PROBLEM TO SOLVE: Continue the forum thread about proving a quadratic lower bound for recognizing binary palindromes on a one-tape Turing machine, starting right after its final post.

SOURCE DOCUMENT:
--

C(odemonkey) S(tudies) general

> tfw no CS general

Here's a cool problem: shew that it is impossible to decide the language of binary palindromes on a one-tape Turing machine in less than quadratic time.

...

long time since i've done one of these problems.

easy to see why it's true. the head has to go back and forth O(n^2) times to compare the elements.

should i use a reduction from some known quadratic problem? i forget how these proofs usually go.

I cant imagine how much anime is in the /g/ generals. It must be literally drowing in anime since theres so many brainlets

Answer the question then pussy if it's such brainlet tier.

I've never done this before, I've programmed like 3 TMs in my time in an advanced logic class on recursion theory (like 2 years ago). I don't know any computable reducibilities. So this may be completely wrong.

--

MATERIAL SHOWN:
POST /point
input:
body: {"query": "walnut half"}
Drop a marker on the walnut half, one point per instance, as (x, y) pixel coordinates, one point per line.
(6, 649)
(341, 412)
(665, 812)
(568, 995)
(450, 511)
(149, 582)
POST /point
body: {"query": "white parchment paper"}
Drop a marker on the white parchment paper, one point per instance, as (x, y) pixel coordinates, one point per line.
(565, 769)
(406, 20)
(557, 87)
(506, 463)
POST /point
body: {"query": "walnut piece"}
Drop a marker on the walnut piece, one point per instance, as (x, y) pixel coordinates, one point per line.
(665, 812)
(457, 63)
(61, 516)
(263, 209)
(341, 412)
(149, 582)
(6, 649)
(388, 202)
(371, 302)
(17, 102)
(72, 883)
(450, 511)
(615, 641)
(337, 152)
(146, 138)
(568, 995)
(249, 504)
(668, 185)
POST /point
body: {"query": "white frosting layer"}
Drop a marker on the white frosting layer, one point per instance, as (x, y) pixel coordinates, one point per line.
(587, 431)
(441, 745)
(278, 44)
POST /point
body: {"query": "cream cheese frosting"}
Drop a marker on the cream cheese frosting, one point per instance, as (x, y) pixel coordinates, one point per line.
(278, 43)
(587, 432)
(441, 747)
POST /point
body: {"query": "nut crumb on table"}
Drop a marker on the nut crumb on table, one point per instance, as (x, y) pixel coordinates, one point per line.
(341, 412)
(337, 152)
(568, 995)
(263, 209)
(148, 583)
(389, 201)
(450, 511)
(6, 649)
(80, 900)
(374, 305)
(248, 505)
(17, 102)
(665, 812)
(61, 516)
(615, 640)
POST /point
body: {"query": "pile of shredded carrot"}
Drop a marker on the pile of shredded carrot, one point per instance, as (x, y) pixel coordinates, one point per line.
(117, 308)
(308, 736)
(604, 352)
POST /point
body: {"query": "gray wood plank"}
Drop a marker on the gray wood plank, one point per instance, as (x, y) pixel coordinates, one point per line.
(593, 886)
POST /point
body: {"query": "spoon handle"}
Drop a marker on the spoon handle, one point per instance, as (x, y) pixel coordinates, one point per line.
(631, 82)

--

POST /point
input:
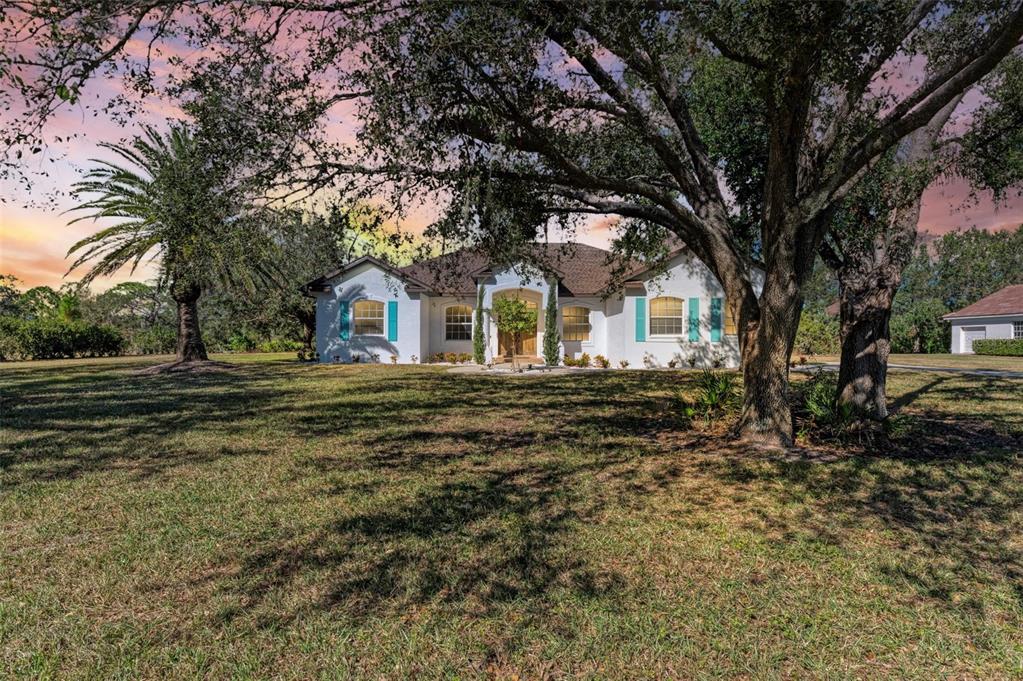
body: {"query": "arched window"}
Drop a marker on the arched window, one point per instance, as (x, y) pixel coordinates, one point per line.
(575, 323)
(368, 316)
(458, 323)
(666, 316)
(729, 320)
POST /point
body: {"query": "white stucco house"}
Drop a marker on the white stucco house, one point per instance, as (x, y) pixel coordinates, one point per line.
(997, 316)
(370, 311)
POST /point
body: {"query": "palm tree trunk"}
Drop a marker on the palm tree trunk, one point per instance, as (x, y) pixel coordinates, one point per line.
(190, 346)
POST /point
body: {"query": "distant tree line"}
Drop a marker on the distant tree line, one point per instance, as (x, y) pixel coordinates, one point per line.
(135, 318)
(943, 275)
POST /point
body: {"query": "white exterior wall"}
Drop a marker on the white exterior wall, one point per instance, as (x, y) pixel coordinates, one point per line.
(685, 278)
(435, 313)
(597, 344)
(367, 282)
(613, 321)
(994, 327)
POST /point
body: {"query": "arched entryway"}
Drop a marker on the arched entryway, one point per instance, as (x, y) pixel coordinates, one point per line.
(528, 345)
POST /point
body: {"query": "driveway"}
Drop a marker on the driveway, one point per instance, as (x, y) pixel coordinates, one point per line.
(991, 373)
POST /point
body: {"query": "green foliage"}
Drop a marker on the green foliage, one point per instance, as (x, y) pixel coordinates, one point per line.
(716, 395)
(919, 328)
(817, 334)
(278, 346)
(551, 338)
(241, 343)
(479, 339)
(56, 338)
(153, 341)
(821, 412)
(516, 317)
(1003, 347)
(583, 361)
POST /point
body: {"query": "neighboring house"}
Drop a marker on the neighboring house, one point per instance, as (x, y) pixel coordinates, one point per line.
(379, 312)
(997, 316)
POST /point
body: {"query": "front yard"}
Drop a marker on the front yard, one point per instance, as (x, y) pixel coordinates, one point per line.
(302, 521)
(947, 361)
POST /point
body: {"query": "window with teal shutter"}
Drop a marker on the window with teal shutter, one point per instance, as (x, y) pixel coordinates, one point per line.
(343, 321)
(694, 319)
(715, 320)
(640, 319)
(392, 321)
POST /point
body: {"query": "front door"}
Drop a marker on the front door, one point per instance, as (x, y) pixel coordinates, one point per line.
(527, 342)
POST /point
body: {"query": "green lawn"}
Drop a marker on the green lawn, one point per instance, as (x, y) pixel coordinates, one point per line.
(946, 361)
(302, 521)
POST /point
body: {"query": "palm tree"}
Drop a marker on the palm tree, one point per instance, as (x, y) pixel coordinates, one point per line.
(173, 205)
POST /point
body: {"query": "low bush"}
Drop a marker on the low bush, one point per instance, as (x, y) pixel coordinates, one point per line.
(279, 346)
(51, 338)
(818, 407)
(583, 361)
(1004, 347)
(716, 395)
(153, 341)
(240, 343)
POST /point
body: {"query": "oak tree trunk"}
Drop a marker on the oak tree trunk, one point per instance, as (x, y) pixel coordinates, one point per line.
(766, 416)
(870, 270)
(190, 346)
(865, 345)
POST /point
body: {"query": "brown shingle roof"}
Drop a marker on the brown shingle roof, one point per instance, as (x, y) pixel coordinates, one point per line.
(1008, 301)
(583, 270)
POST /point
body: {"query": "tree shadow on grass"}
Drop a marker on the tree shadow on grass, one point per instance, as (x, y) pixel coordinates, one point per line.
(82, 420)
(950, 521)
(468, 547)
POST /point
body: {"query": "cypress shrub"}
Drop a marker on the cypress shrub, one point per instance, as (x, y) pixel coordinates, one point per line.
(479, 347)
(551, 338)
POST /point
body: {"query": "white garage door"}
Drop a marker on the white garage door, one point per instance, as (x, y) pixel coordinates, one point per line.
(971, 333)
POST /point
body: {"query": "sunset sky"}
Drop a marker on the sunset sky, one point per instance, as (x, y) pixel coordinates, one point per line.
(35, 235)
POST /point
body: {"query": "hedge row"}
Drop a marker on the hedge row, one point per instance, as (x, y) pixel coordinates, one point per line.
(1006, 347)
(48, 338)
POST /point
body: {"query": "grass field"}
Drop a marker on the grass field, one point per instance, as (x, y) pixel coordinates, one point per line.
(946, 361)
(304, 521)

--

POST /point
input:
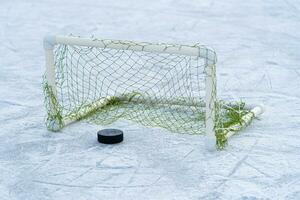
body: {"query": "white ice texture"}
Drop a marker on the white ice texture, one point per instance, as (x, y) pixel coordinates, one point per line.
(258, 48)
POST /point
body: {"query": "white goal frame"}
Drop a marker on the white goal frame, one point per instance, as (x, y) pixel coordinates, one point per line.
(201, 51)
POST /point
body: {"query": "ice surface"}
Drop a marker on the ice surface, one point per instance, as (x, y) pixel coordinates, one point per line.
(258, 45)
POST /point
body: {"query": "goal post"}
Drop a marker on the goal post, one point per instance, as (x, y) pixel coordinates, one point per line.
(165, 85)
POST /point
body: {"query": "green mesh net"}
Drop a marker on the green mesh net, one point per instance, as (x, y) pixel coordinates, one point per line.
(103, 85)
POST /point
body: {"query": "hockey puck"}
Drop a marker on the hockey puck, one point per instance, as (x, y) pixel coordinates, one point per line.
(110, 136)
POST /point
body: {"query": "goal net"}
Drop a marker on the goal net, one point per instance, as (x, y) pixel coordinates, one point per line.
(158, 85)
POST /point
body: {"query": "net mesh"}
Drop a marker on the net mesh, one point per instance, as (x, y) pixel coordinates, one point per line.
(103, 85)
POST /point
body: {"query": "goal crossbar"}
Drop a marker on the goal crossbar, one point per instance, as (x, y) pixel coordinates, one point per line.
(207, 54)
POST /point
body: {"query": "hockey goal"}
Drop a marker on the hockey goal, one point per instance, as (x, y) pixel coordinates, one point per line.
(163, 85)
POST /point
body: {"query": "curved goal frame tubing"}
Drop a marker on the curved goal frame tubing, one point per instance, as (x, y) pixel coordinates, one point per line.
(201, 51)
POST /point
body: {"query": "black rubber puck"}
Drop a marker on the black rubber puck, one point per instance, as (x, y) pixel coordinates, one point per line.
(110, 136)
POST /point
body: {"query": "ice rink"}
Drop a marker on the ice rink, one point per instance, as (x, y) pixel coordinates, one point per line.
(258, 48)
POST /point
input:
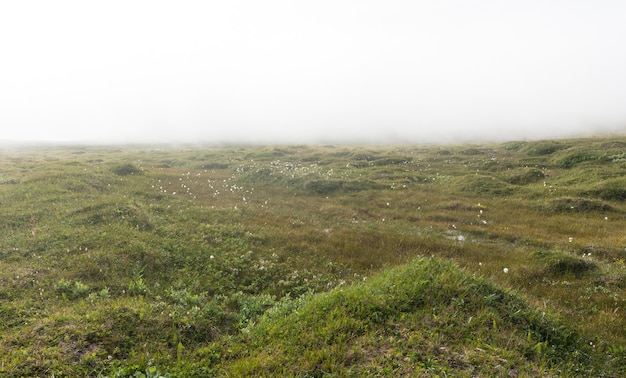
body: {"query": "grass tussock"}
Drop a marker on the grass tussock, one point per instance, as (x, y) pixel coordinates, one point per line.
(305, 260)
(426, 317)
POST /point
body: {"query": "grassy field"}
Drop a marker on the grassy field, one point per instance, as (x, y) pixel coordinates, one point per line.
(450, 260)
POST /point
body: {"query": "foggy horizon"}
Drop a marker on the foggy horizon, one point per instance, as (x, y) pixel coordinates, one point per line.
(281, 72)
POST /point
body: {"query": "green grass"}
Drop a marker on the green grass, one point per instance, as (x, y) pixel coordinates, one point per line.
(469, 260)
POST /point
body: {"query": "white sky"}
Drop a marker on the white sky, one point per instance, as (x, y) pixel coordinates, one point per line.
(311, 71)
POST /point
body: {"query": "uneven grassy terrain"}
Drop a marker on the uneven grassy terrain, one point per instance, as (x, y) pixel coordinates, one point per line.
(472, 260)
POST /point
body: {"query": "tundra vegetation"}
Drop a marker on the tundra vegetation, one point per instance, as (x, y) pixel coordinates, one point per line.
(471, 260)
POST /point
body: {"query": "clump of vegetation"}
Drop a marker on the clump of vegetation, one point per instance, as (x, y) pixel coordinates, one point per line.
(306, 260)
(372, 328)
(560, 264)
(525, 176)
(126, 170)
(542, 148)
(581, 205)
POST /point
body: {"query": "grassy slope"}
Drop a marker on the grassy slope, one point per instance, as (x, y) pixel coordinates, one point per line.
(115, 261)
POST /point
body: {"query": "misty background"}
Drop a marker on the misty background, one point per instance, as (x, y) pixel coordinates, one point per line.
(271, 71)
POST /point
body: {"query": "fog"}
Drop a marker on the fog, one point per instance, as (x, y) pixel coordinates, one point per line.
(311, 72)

--

ANSWER TO THE TASK:
I'm not going to write out the specific instructions, but what the TM should do is use {b,1,0} for a language where a blank. Check the first number, if 1 write 0, move right until hits blank, now move left, if 0 halt. If 1 blank it, and move left until blank, move right and blank. This is already 2n+2 moves. Now move right and repeat the algorithm. Now the length of the word is n-2, it will take 2n steps to repeat the algorithm, and so on, so:

2(n+1+n+...+2+1)=n^2+n.

For the case the TM see's a 0 first do the same process but opposite writing keep the states separate so that the machine will always know what it wrote down.

I forgot to say the machine will halt because it's not defined for moving left and seeing a blank.

that's just an O(N^2) program. you have to prove that ANY program performing the task must have at least O(N^2) complexity.

God dammit, you're right.

* it uses O(N^2) single-cell moves. the number of times it goes back and forth is O(N)

OP should give an exact definition for his turing machine.

i don't remember enough to do this off the top of my head.

If you could do it in less than quadratic time, you could decide equality by communicating less than linearly many bits.

Consider simulating the TM on the string [math]x 0^|x| y^R[/math]

Person A has the string x and person B has the string y and they want to determine if x=y by sending as few bits as possible.

There is a position in the middle where the tape passes fewer than linearly many times.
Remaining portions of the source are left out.